> _Text shown_
The Capri has been demolished as well, but it is entirely gone. The Valley Grand Building (minus its third floor towers and attic) still exists, including the former foyer of the Garfield which is now retail space, but the auditorium and stage tower of the theatre have been replaced by a parking lot.
OOPS—-meant to say Garfield’s, not Capri’s.
Capri’s status should read “Closed/Demolished.”
ML: The Capri, which was at the southeast corner of 2nd and Main, is listed here under its original name, the Granada Theater:
/theaters/2401/
Was there ever a Capri Theatre in Alhambra in the 1960s?
The Garfield didn’t have a balcony. You must be thinking of the Monterey Theatre, on Garfield Avenue in Monterey Park, which had a section of stadium seating in the back half of the auditorium. It was the only theatre in the area that had that arrangement, and none of the theatres in Alhambra ever had a balcony of any sort.
The Garfield Theatre, less than a mile north of the Monterey, at the corner of Garfield and Valley in Alhambra, had the rest rooms upstairs, on either side of the projection room, and there were small anterooms adjacent to them that had glazed windows overlooking the auditorium. The one adjacent to the Women’s rest room was probably used as a crying room, and might have had seating- I don’t know, since I never went up there. The one next to the men’s room had no seats, though, but you would often find guys using it as a smoking room, since smoking wasn’t allowed in the auditorium itself.

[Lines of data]
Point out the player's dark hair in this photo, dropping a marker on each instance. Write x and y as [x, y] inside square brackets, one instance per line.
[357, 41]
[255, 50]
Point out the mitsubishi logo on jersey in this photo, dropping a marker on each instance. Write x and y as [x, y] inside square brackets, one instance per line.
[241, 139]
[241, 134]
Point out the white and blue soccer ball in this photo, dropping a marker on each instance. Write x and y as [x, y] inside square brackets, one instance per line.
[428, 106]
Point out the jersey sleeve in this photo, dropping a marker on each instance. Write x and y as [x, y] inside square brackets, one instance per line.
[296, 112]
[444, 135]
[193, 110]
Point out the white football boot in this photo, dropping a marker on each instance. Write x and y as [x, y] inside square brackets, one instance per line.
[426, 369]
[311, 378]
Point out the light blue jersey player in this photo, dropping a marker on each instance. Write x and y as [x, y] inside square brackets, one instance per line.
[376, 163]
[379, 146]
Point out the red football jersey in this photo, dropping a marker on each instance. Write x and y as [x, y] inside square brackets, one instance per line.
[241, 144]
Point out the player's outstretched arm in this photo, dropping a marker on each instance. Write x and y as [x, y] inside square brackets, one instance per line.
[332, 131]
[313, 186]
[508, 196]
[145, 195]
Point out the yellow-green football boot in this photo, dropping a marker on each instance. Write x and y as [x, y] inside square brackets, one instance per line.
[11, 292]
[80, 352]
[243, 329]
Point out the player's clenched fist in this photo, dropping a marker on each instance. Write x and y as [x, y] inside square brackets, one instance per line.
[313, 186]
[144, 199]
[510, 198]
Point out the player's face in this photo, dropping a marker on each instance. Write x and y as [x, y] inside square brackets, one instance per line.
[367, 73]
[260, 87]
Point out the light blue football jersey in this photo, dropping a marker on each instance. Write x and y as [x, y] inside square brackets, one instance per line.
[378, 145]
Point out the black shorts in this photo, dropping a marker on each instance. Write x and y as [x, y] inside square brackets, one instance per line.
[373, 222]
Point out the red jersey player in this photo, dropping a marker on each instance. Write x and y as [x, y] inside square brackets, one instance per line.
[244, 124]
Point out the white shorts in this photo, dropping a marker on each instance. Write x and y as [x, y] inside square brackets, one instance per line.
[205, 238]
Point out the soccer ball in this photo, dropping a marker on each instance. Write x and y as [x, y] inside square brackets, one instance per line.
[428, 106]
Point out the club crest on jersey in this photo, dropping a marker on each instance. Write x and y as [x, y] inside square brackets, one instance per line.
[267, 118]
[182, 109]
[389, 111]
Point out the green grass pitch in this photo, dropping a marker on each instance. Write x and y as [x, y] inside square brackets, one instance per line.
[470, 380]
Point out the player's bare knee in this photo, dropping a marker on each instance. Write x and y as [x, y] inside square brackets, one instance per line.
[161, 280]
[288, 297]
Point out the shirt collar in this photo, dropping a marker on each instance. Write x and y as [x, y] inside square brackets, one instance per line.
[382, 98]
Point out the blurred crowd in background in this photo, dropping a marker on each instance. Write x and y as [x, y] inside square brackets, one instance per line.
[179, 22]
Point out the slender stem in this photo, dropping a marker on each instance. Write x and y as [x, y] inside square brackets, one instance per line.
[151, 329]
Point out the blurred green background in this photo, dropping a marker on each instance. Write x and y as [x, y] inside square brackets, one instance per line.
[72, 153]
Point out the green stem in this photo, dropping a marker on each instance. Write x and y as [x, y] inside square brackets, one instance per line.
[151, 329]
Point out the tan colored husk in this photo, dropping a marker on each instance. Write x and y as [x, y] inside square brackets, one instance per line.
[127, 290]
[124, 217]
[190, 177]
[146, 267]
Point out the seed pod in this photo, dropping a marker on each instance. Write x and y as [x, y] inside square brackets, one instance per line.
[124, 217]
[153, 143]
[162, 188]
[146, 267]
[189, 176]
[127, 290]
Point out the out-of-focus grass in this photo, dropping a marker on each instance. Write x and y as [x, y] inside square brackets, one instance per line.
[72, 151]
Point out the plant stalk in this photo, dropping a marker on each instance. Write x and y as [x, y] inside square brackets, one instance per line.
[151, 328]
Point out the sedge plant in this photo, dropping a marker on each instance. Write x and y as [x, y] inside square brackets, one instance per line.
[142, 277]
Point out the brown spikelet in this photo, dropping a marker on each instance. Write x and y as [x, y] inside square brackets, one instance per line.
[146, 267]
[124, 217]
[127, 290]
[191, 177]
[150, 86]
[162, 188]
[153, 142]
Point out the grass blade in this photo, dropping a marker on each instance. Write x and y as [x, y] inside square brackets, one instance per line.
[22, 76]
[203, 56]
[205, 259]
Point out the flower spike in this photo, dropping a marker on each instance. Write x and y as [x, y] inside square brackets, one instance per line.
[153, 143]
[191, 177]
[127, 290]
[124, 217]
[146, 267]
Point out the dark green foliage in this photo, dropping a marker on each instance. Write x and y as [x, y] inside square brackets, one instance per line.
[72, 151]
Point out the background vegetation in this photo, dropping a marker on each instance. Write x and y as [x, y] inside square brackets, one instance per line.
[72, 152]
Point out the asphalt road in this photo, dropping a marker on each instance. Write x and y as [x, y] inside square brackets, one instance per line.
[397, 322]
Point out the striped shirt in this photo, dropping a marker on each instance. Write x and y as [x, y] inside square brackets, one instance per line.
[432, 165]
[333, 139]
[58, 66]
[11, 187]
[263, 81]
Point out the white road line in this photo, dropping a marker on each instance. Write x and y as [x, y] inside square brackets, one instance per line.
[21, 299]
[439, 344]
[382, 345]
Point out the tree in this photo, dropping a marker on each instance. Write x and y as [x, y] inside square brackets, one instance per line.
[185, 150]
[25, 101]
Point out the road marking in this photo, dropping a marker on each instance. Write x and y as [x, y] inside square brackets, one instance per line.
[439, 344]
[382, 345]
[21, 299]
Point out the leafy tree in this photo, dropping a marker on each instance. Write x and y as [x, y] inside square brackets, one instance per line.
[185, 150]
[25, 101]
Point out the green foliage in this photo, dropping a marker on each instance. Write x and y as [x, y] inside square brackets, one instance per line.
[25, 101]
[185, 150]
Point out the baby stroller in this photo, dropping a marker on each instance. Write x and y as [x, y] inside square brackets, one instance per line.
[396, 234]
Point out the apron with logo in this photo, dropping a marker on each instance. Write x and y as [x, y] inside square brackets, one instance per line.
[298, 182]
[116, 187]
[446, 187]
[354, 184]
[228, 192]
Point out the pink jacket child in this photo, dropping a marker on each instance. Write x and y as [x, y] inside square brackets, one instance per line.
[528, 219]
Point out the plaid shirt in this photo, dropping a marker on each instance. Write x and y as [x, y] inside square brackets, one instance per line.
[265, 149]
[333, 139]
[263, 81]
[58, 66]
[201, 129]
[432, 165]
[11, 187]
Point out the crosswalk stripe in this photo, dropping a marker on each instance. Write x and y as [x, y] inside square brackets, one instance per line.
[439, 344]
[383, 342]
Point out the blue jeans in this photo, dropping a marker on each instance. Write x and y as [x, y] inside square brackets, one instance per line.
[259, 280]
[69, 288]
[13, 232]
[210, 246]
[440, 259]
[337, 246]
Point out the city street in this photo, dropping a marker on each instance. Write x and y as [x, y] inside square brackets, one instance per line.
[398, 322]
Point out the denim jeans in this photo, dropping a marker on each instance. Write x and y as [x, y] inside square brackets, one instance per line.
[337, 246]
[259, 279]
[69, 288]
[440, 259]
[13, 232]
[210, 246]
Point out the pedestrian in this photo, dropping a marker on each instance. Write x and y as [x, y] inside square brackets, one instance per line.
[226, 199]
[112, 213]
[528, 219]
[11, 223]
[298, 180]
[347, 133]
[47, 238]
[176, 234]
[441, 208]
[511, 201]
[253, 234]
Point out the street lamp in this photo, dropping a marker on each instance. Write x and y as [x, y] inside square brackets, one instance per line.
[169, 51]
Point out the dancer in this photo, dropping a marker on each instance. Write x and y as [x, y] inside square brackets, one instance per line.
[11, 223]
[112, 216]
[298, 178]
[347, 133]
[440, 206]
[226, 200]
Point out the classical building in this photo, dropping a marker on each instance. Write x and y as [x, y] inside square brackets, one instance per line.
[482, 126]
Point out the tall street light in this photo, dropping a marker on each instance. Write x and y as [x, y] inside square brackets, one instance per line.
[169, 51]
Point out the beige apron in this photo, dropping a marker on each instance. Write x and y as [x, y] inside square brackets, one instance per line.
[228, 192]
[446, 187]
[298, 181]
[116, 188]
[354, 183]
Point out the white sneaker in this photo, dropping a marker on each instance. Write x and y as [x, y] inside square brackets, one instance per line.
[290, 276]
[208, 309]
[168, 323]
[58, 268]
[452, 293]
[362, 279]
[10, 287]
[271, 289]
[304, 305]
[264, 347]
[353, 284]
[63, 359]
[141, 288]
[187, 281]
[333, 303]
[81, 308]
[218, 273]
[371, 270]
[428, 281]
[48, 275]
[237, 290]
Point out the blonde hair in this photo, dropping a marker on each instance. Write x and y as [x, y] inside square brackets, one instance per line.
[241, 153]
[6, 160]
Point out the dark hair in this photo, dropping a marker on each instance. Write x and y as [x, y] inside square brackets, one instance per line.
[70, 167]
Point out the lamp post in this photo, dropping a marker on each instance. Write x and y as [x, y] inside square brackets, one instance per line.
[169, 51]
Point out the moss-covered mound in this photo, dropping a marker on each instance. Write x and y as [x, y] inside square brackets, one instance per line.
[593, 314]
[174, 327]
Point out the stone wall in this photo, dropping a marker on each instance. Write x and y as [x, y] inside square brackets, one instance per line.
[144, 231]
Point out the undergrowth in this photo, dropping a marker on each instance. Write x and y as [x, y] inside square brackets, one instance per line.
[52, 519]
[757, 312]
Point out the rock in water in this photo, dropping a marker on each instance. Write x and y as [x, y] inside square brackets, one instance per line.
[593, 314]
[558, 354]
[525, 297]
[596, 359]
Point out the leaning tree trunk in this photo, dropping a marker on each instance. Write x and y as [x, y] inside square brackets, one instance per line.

> _Written problem 1_
List every theater name that appears in the comments on Alhambra-area theaters.
> _Written problem 2_
Write the next part of the comments on Alhambra-area theaters, picking up after their final sentence.

> _Reply 1_
Capri Theatre, Garfield Theatre, Granada Theater, Monterey Theatre

> _Reply 2_
We used to go there in the 70’s. It was the last of the “Balcony” theaters. If you want to REALLY see a movie, see it from the balcony. You get two shows, the one you paid for, and the entertaining crowd watching you can do, especially if you’re young. A balcony makes a movie an “experience.”
My father lived a few miles from the Garfield at the time it was built. He told me that the huge sign atop the stage house was the principle landmark in the area, and that by night, when its hundreds of light bulbs were lit, it could be seen from the upper floors of his house in Walnut Acres, two miles southeast. In those days, the Garfield was the main vaudeville house in the southern San Gabriel Valley, and all the big acts played there. The theater had a wooden floor, which was considered better for the acoustics in a room designed for live acts in the age before amplification.
The big rooftop sign was still there when I first went to the Garfield, about 1952, but it was no longer lighted at night. The front of the theater (the building in which it was located was called the Valley Grand Building, and its upper floor contained a very respectable apartment house) still looked much as it did in the picture from 1930, except for the addition of a neon marquee, probably of 1930’s vintage.
We didn’t go to the Garfield often in the following years, because it was still a high-priced, first run theater, but I do remember my first sight of the cavernous (and almost deserted) auditorium. The walls were still decorated with rough plaster work designed to look like stone. In fact, the walls were of reinforced concrete- the marks of the board forms were visible on the outside walls of auditorium and stage house. But the interior retained many of the early decorative features, including the columned proscenium which was destroyed a few years later when a Cinemascope screen was installed.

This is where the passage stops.